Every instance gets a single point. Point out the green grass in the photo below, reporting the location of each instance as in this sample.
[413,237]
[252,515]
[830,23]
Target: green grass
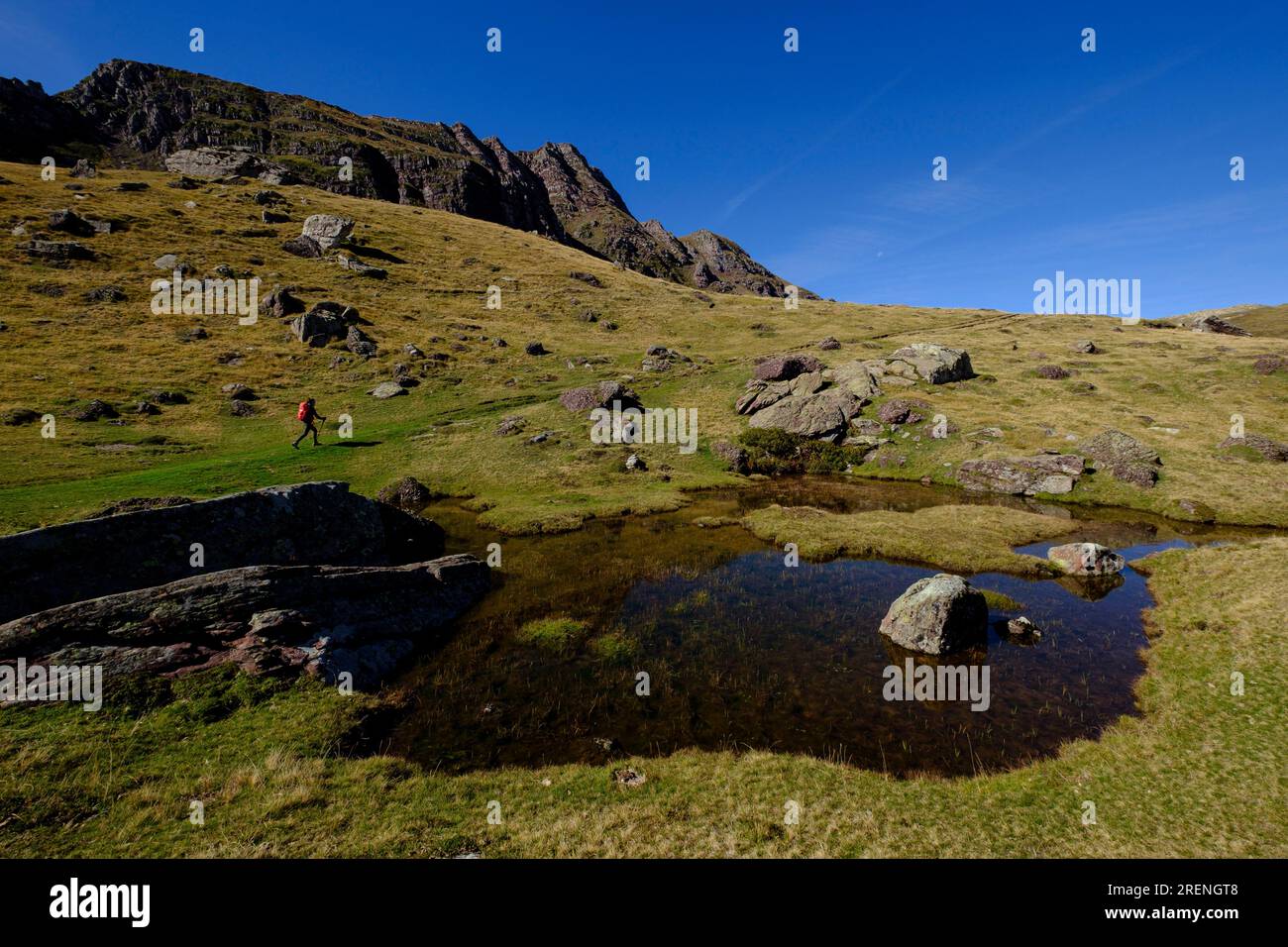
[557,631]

================

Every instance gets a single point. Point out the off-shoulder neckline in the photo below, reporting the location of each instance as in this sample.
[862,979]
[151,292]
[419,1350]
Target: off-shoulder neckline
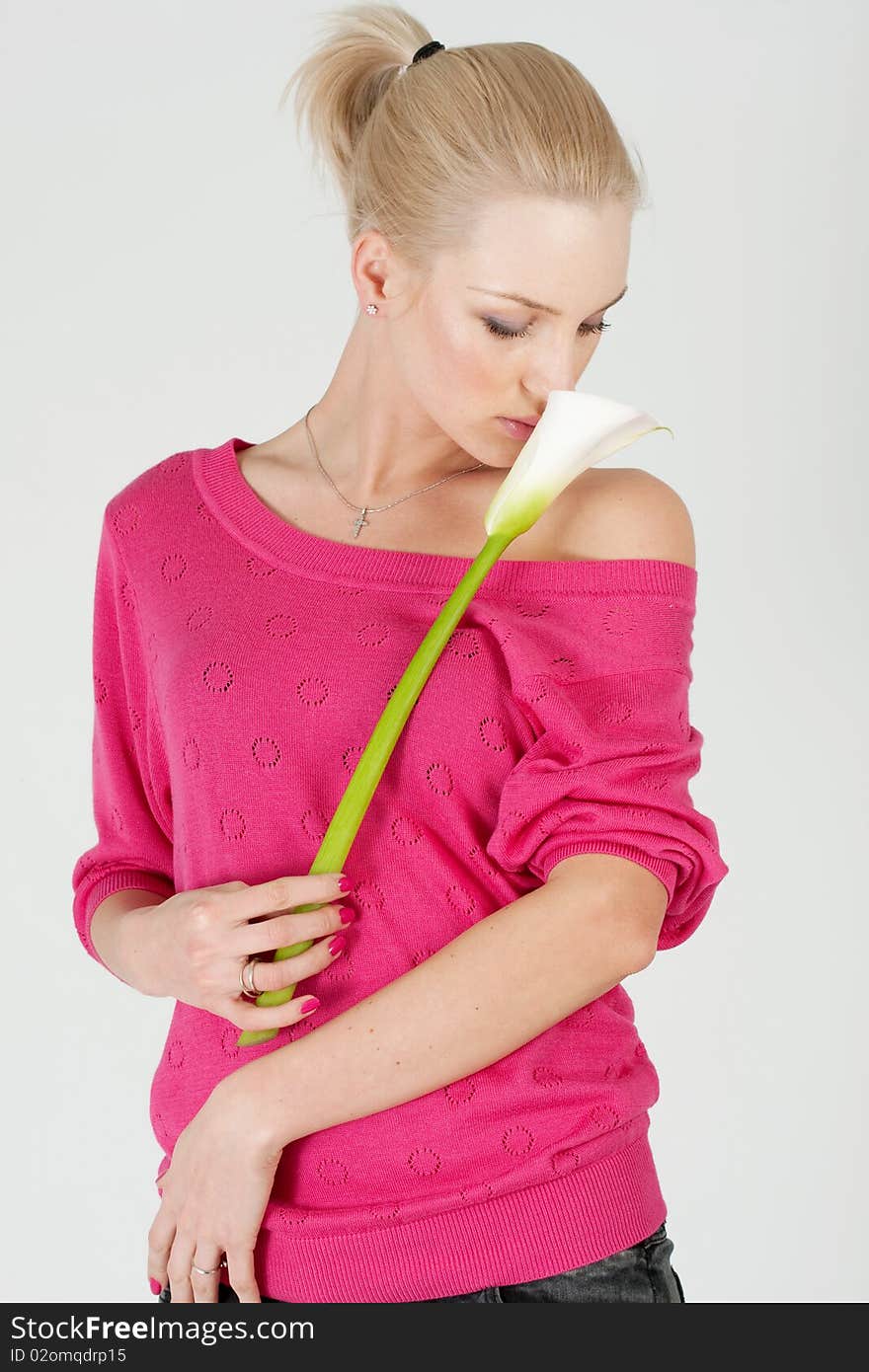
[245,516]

================

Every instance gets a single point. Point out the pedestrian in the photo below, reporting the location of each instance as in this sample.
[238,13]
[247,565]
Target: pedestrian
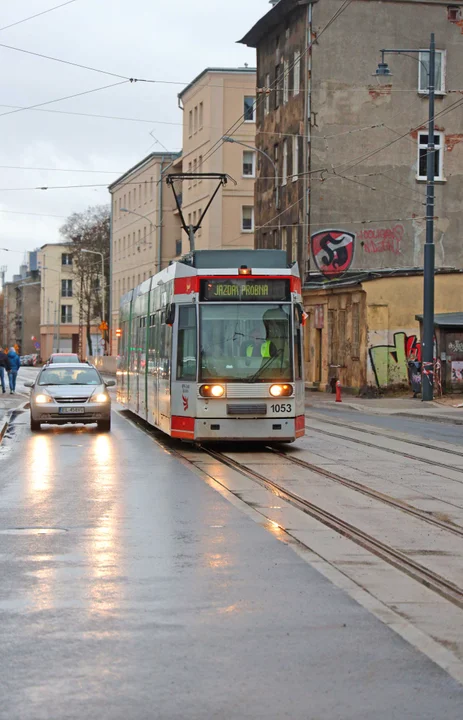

================

Scan the material for "pedestrian" and copy the lines that hold it.

■ Answer section
Every instance gets a single point. Point out the pedestrian in the photo below, reporting the location of each instance as in this sample.
Target: pedestrian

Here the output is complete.